But according to the numbers, that's simply not true.

According to Nielsen, 45.6 million people watched Trump give his address on Tuesday. That's significantly less than the 51.7 million viewers President George W. Bush enjoyed for his first State of the Union in 2002, and the 62 million viewers he garnered for his second. And it's less than the 48 million people who watched Barack Obama’s first State of the Union eight years ago.

Trump could be attempting to include viewers who watched online, but that number is impossible to determine: Online streams are not included in Nielsen ratings, nor are they typically released by networks in order for them to be counted by anyone.

Trump’s claim is baseless, but it’s not surprising: He frequently misrepresents the size of his audience.

The president and his administration wildly exaggerated how many people watched his inauguration last year, insisting repeatedly that it was “the largest audience ever to witness an inauguration, period, both in person and around the globe." It wasn’t; Obama’s 2009 crowd takes that title.

As a candidate, Trump routinely exaggerated his crowds. At his second campaign rally, Trump tweeted that there were 12,000-15,000 in attendance when in fact, there were around 4,200. At one of the last rallies of his campaign, Trump said there were 20,000 people in attendance at a Tampa rally, with 7,000 people waiting to get in outside. The Tampa Bay Times reported there were 15,000 in attendance, with 1,000 turned away, citing the local sheriff's office.

To be sure, Trump's crowds are big. Just not as big as he says they are.

◆ Stated exercise a ◆
Answer these questions using the passage on Trump's audience claims, one answer per line:
(i) According to Nielsen, how many people watched Trump's address on Tuesday?
(ii) Whose 2009 inauguration crowd holds the title for the largest audience?
(iii) How many people were in attendance at the Tampa rally, according to the Tampa Bay Times?

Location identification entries

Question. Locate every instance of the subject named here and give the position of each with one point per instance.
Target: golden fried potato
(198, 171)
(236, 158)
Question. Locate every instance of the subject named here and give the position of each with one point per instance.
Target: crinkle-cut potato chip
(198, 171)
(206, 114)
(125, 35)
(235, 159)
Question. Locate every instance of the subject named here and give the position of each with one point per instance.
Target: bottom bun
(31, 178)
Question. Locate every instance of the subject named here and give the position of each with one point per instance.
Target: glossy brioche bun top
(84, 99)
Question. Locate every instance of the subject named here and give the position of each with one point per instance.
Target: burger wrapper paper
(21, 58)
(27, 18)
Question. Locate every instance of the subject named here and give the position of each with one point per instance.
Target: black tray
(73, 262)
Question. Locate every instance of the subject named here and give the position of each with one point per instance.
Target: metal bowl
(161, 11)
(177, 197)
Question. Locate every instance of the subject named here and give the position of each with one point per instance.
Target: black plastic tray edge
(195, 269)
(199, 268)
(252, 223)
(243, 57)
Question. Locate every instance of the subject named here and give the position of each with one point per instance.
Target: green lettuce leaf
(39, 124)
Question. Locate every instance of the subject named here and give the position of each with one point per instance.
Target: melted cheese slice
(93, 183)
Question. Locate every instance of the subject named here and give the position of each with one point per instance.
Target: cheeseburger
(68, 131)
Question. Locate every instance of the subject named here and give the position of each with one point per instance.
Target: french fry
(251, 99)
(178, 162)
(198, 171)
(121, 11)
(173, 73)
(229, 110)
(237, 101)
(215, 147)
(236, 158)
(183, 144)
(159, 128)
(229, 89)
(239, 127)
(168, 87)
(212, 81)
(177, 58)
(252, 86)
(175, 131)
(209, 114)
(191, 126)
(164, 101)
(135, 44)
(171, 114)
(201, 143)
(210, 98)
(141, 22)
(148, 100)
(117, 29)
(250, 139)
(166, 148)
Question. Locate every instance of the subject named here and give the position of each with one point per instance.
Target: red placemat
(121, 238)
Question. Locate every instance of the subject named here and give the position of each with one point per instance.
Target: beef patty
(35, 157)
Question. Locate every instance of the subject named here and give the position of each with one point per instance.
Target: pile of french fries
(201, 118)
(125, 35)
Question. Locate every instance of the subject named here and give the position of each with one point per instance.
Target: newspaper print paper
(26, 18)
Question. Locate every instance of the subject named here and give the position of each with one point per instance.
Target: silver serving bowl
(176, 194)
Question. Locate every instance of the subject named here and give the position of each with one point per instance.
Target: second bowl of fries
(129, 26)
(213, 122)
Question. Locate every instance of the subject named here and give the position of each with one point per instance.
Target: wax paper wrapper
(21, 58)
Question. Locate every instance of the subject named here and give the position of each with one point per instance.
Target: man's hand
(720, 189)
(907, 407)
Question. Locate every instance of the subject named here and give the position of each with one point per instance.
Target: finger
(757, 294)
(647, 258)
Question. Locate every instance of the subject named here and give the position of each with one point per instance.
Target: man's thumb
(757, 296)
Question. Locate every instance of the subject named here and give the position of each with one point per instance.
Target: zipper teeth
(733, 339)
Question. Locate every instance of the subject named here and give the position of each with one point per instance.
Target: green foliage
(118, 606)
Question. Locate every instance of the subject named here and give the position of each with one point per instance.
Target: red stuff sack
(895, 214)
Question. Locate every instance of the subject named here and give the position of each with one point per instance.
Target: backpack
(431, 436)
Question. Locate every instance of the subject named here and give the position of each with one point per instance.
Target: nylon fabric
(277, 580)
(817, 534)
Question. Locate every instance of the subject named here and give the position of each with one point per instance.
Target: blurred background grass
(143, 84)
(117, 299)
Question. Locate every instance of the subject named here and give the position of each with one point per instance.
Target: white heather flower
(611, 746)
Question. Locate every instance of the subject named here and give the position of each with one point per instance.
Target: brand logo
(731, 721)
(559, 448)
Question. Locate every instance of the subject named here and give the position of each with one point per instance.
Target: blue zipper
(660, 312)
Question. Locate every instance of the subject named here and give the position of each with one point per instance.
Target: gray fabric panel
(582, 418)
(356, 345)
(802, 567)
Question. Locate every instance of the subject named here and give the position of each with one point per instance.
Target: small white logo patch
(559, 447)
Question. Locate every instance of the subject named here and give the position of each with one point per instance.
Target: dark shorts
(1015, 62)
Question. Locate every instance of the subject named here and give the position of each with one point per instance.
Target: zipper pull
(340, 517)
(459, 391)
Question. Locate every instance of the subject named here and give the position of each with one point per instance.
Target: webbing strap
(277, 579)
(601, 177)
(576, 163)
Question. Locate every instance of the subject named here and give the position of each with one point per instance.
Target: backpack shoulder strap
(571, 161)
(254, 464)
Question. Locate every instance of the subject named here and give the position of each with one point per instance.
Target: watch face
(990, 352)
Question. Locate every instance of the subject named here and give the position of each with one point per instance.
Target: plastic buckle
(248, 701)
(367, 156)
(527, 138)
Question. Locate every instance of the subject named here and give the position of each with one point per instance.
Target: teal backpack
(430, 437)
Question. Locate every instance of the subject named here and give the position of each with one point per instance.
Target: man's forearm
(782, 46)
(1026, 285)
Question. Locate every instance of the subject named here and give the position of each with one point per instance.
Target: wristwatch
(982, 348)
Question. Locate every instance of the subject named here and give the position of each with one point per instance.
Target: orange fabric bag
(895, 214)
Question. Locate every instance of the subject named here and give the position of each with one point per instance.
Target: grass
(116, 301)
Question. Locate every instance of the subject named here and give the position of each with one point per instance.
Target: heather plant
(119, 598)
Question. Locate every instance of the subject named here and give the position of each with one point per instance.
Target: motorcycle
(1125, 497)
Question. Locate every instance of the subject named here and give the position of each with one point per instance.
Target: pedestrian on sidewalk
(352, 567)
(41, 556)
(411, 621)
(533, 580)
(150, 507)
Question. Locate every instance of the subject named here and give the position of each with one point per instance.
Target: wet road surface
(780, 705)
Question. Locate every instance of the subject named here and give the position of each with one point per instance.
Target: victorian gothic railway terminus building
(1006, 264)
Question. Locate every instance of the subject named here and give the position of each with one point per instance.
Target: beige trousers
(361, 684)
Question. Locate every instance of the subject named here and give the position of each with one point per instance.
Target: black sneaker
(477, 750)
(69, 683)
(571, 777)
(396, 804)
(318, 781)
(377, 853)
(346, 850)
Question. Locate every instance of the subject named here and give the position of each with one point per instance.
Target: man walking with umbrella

◆ Stated exercise b ◆
Find every line in the listing that contains the string "black", with case counting, and copy each of those lines.

◆ Correct response a ◆
(i) 45.6 million
(ii) Obama's
(iii) 15,000

◆ Correct response b ◆
Target: black tray
Target: black plastic tray edge
Target: black sneaker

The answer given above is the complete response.